[Saved entries]
'''

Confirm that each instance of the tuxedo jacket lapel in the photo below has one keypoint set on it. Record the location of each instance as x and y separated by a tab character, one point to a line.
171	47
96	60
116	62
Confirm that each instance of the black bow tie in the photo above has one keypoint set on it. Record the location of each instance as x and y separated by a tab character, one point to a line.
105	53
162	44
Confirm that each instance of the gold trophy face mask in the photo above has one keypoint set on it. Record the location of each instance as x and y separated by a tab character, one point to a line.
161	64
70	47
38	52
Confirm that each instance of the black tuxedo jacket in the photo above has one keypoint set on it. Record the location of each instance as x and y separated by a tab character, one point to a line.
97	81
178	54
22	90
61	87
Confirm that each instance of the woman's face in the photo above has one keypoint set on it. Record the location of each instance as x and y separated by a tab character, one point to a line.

'''

§ Task
Write out the data again in full. Match it exactly.

§ Task result
Confirm that each instance of the tuxedo jacket lapel in the photo below has one keypoint set on it. Record the location of each instance as x and y separated by a tab character, one point to a line.
171	47
96	60
116	62
Confirm that each instance of the black bow tie in the photo above has one keypoint set on it. Record the location of each instance as x and y separated by a tab character, one point to a line.
105	53
162	44
Confirm that each instance of the gold trophy face mask in the photo above has one keypoint set on it. Record the location of each instance as x and y separated by a tab character, one point to a line.
161	64
70	47
38	52
Confirm that each instance of the black tuxedo jacket in the photo above has one keypoint set on it. Record the location of each instance as x and y separated by a tab character, one point to a line.
97	81
178	54
22	90
61	87
Confirm that each instance of the woman's face in the photo above has one keypoint set on it. Record the location of each instance as x and y separated by a tab character, one point to a line.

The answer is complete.